#### Set problem
Beginning at the line that contains "Crop-scouting request: mark the pile", transcribe the remaining lines of the listing exactly; include the final line and omit everything before.

= = = = = = =

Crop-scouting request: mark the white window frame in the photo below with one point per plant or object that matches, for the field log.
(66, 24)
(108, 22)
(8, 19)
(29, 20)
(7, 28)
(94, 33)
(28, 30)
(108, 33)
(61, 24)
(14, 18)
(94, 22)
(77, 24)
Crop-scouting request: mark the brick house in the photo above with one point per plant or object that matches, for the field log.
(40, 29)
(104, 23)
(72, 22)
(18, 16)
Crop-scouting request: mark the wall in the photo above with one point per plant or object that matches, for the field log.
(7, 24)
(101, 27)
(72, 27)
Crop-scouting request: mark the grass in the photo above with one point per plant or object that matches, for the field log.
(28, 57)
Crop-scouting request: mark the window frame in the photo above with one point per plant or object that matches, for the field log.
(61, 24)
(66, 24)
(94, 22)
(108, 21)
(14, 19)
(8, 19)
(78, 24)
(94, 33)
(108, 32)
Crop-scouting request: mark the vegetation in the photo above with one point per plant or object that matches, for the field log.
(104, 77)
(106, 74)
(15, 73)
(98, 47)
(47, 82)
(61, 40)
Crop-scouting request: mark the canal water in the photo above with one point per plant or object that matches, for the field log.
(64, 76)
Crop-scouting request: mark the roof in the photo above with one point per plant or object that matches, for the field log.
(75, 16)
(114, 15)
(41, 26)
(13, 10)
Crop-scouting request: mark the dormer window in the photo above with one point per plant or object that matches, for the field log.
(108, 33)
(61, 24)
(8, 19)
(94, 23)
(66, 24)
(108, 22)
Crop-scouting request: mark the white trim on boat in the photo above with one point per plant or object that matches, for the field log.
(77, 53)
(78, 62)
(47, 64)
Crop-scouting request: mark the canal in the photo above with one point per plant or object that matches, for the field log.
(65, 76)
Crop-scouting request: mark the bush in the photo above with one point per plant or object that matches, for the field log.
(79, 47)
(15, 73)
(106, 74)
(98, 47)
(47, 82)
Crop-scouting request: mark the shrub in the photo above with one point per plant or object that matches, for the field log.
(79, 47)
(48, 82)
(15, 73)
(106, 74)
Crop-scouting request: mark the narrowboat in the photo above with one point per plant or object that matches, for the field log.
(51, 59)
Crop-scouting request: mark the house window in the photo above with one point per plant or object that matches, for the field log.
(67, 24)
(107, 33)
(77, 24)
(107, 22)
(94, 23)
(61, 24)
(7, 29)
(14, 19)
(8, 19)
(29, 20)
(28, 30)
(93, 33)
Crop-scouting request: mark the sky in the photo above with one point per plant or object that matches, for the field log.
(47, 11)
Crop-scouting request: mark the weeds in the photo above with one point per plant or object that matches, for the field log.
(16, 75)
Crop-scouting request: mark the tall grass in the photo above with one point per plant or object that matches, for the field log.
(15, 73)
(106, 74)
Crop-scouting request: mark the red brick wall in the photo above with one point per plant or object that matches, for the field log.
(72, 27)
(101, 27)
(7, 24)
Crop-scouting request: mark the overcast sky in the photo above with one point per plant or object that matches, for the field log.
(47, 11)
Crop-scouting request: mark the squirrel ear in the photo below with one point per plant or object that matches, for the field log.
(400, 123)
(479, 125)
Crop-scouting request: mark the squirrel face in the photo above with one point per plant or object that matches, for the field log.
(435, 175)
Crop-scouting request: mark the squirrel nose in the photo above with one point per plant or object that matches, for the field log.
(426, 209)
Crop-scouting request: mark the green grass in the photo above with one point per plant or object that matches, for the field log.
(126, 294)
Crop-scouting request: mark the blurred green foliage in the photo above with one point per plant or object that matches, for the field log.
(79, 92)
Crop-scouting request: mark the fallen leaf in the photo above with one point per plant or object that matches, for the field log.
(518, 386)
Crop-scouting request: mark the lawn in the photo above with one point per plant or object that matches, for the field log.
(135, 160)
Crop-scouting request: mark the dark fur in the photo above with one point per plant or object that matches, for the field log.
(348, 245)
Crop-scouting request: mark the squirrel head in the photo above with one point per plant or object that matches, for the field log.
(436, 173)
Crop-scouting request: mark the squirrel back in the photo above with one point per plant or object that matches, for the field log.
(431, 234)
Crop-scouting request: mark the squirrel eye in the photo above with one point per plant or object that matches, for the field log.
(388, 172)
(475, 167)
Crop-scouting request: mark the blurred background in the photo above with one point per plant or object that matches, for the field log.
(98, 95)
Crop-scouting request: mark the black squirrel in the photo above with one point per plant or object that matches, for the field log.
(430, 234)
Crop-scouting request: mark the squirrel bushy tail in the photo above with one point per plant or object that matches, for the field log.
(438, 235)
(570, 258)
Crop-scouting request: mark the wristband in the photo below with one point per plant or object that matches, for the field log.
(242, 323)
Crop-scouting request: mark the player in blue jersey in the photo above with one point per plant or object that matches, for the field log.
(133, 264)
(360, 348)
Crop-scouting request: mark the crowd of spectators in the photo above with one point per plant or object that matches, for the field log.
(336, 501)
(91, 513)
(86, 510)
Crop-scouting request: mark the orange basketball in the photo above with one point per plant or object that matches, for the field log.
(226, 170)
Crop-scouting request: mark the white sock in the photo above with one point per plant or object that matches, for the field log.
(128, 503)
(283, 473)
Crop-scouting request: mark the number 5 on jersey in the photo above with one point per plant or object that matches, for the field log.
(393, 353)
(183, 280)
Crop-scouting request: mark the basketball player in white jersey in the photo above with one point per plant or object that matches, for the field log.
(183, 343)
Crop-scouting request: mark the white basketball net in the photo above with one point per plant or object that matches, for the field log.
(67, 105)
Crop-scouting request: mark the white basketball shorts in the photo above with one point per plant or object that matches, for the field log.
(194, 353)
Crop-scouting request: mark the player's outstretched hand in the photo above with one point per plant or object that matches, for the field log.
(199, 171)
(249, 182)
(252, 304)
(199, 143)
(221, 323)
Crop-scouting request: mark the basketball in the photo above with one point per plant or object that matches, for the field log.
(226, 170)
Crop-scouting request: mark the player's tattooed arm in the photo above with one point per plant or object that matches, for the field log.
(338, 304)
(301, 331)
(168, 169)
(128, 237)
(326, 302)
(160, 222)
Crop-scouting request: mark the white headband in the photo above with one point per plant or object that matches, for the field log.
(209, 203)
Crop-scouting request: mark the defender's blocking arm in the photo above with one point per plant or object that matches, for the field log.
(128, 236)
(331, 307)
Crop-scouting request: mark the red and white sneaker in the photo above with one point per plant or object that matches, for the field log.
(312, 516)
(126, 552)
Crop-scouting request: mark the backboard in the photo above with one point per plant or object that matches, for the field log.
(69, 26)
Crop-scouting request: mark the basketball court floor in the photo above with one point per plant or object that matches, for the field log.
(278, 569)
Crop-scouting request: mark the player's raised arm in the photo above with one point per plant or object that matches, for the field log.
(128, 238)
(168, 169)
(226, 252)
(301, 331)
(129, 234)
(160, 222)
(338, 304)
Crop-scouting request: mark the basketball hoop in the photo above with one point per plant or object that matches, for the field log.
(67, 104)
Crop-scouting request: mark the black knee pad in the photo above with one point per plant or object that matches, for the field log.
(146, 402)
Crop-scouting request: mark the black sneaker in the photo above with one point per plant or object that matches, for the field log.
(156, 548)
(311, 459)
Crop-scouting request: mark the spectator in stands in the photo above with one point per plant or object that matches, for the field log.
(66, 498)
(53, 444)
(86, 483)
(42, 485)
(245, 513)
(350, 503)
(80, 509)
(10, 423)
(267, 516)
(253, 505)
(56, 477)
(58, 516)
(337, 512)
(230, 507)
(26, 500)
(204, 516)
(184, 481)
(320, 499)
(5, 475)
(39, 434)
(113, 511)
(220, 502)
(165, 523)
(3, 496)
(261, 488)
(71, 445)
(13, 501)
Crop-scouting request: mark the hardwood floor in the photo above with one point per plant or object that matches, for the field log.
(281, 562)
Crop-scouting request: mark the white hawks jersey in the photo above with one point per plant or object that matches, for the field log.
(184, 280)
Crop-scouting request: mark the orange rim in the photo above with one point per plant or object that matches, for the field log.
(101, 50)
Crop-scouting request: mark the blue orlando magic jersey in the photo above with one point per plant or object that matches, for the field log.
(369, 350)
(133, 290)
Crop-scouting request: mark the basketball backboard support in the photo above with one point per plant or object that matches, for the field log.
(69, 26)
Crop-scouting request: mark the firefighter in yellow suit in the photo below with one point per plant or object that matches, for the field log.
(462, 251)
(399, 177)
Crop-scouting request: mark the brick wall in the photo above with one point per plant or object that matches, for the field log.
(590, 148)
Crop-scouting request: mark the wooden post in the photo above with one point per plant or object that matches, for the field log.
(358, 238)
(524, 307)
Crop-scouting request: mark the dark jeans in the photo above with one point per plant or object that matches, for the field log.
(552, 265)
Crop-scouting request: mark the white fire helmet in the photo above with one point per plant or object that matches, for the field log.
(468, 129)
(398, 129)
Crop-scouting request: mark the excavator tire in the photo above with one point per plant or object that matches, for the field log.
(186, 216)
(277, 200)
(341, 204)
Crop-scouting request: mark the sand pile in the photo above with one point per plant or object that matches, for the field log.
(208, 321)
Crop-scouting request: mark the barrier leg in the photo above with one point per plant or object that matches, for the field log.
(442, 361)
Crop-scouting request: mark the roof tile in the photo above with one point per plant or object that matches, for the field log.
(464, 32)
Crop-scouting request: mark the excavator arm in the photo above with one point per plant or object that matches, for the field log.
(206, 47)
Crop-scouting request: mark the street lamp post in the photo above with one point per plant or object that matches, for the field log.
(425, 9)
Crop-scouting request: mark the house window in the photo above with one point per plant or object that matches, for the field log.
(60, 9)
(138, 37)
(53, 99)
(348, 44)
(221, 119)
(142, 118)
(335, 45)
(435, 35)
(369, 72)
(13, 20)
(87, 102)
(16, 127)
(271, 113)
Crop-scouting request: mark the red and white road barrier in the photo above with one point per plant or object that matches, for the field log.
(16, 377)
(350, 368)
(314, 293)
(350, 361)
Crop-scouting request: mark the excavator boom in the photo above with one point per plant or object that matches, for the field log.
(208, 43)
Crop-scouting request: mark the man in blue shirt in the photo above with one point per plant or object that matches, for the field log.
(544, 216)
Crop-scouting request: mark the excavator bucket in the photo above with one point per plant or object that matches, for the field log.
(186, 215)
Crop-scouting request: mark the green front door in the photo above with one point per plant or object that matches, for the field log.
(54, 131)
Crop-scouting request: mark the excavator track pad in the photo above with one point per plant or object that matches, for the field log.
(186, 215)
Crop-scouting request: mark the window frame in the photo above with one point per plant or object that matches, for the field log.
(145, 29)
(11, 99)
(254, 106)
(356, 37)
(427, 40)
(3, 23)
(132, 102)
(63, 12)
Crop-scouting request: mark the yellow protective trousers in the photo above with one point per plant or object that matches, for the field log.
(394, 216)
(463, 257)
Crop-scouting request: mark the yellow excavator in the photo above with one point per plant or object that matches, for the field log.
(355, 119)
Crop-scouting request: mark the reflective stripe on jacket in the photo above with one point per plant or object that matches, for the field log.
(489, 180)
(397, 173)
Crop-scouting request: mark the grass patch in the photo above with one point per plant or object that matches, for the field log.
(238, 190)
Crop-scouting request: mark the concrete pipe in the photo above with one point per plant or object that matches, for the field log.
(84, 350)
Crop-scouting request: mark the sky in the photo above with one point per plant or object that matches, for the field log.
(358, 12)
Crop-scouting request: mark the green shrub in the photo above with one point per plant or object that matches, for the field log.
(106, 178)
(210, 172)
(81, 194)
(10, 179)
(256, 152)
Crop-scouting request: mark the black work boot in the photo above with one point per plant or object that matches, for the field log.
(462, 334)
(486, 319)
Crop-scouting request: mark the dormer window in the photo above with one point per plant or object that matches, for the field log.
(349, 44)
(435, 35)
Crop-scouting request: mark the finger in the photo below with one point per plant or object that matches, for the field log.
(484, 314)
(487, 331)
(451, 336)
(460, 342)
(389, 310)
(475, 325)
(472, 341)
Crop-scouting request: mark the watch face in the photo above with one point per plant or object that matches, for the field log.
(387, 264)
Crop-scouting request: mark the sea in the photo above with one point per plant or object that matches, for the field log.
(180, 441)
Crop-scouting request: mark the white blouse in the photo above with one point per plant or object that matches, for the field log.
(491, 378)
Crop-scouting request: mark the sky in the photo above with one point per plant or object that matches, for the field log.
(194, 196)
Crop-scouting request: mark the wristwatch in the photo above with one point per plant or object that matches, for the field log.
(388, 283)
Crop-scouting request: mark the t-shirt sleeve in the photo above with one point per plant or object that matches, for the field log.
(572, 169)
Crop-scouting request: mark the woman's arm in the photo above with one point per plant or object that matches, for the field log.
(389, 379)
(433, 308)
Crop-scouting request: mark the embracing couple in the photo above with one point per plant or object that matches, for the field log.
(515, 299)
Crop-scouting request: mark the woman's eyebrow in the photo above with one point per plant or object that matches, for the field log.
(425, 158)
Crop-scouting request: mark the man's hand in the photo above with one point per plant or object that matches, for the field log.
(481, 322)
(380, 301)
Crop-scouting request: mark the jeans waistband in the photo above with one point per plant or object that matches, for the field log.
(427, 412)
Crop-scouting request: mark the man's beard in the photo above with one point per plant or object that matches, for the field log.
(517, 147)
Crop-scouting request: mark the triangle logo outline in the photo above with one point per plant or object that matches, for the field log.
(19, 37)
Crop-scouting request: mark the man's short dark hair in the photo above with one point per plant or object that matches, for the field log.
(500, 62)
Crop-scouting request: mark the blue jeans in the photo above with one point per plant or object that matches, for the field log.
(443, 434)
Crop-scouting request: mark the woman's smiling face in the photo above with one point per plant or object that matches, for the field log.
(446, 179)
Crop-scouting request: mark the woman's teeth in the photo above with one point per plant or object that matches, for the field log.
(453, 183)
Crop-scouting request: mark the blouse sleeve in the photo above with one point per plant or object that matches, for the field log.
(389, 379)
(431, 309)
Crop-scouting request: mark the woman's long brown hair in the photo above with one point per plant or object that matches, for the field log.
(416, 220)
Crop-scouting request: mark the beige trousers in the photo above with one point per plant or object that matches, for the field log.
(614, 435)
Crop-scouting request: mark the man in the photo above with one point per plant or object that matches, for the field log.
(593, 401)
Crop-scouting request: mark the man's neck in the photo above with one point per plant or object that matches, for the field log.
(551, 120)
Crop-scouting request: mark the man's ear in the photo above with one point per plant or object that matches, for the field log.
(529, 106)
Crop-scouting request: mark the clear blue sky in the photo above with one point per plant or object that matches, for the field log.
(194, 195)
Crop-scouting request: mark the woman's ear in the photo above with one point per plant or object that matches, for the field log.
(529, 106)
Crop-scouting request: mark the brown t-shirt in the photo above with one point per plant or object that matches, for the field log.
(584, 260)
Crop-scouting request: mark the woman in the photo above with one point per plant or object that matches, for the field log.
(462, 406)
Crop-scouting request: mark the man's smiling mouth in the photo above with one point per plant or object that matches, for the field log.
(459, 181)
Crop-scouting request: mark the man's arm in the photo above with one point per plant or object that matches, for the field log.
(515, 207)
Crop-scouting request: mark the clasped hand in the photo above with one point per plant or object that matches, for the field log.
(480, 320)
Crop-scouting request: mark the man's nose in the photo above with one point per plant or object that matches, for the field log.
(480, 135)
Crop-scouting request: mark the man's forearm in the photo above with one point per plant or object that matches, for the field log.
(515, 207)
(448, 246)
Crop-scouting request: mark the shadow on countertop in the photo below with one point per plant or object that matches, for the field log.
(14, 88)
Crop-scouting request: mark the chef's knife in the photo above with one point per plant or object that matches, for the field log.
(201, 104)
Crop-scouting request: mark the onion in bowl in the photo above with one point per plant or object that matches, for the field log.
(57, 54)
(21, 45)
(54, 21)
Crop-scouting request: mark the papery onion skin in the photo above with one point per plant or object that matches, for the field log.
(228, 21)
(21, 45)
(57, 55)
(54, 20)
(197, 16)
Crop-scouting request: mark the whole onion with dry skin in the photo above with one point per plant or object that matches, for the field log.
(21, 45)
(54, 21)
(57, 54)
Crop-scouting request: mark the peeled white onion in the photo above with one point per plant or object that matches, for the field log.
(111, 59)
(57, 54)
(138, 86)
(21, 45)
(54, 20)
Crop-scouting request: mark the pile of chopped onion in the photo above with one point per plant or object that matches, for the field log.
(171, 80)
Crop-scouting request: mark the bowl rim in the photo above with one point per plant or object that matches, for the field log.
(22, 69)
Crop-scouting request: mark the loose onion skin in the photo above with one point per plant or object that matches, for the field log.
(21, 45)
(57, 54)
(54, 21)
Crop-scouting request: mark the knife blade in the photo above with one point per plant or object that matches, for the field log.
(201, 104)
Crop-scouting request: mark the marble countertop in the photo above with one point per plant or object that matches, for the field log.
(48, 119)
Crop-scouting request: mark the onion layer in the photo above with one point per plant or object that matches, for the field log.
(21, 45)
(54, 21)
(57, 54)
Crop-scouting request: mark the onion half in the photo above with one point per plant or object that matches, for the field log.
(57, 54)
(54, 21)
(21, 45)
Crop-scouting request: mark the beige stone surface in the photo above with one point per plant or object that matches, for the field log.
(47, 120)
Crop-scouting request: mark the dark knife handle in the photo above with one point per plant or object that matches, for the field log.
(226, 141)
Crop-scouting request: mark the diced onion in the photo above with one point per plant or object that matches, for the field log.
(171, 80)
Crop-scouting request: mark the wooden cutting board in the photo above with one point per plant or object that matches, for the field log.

= = = = = = =

#### Exercise response
Crop-scouting request: mark the pile of chopped onion in the photo above with one point per plant or object that matches, for the field log.
(171, 80)
Crop-scouting request: mark the bowl rim in the photo above with one point per plant or object that matches, for the field log.
(22, 69)
Crop-scouting request: mark the loose onion skin in the photo above with one point per plant or object that matches, for the field log.
(21, 45)
(57, 54)
(54, 21)
Crop-scouting request: mark the knife blade in the photo above with one point per plant or object that matches, for the field log.
(201, 104)
Crop-scouting request: mark the marble countertop in the photo above with one point per plant or object that matches, for the field log.
(48, 119)
Crop-scouting request: mark the onion layer in the photo above with one point per plant or object that matches, for the field log.
(21, 45)
(54, 21)
(57, 54)
Crop-scouting request: mark the onion half in the photo above with one point per plant or object that matches, for the field log.
(57, 54)
(54, 21)
(21, 45)
Crop-scouting request: mark the beige stone surface in the photo above with one point per plant or object that matches, for the field log.
(47, 120)
Crop-scouting request: mark the dark knife handle in the photo above with one point per plant or object that matches, for the field log.
(226, 141)
Crop-scouting request: mark the diced onion in the photo above with one point per plant or object that matches, for the field log.
(171, 80)
Crop-scouting request: mark the wooden cutting board in the photo above with one point per plant or object that matches, for the field log.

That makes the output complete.